Obviamente que neste rito, tendo como objecto a frutificação, é a relação com a fertilidade agrária que sobressai entre os atributos da deusa.
Na lógica do neopaganismo, o ritual foi organizado pela PFI numa procura da ancestralidade viva, retirando referenciais a esse carácter ancestral das festas populares, mas tendo em vista a criação de um ritual contemporâneo, que acompanhe a renovação das mentalidades e das culturas.
Por opção expressa, o rito encontrou o seu mote na ancestralidade rural, ibérica, deixando cair um pouco as Floralia tal como se cultuavam na antiguidade romana.
Segundo nos foi explicado, a preparação do local onde ia ser realizado o rito visa acordar a terra e os menires. Neste tipo de rituais não há, como noutros que já presenciámos, a abertura dos portais do céu, pois quem os vai abrir é a força emanada do menir
Os participantes no rito a Atécina formaram em duas filas, mulheres à esquerda e homens à direita, avançando em conjunto ao som do canto feminino até a entrada do recinto sagrado, no campo de menires, onde eram aguardados pelos sumo-sacerdotes.
No campo ritual as mulheres seguraram, em fila, uma fita vermelha, enquanto os homens fizeram o mesmo, com uma fita amarela, posto o que sucessivamente se procedeu às oferendas a deusa, no menir principal. As cores correspondem ao sexo, sendo o homem o Sol e a mulher a Terra.
São, neste caso, os homens que oferecem a Atécina os produtos do labor do campo, vinho, leite, queijo e pão. As oferendas são colocadas no menir, em alguns casos especificamente num dado orifício, que pelos cultuantes é considerado a “boca do menir”, uma concavidade existente em todos os “menir de oferenda”, muito embora em certos casos a mesma se encontre na parte superior da pedra sagrada.

→ Enunciado A: Reescreve as entradas no trecho que vai da linha com "Set-play tagging: locate each instance of the sliding" até ao fim das entradas, substituindo "one point" por "a single point" e deixando tudo o resto igual.

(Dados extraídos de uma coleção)
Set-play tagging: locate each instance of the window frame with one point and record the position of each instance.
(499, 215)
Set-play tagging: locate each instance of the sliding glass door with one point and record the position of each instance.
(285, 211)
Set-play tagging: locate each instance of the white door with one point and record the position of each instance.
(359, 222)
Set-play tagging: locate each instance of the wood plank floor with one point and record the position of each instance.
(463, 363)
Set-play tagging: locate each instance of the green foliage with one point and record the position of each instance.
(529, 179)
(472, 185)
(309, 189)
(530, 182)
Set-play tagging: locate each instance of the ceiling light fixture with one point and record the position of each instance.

→ Enunciado B:
Responde, com base no texto sobre o rito a Atécina:
(i) De que cor era a fita que as mulheres seguraram no campo ritual?
(ii) Que produtos do labor do campo oferecem os homens a Atécina?
(iii) De que lado ficavam as mulheres nas duas filas formadas pelos participantes?

→ Resultado do exercício A:
Set-play tagging: locate each instance of the sliding glass door with a single point and record the position of each instance.
(285, 211)
Set-play tagging: locate each instance of the white door with a single point and record the position of each instance.
(359, 222)
Set-play tagging: locate each instance of the wood plank floor with a single point and record the position of each instance.
(463, 363)
Set-play tagging: locate each instance of the green foliage with a single point and record the position of each instance.
(529, 179)
(472, 185)
(309, 189)
(530, 182)
Set-play tagging: locate each instance of the ceiling light fixture with a single point and record the position of each instance.

→ Resultado do exercício B:
(i) Vermelha.
(ii) Vinho, leite, queijo e pão.
(iii) À esquerda.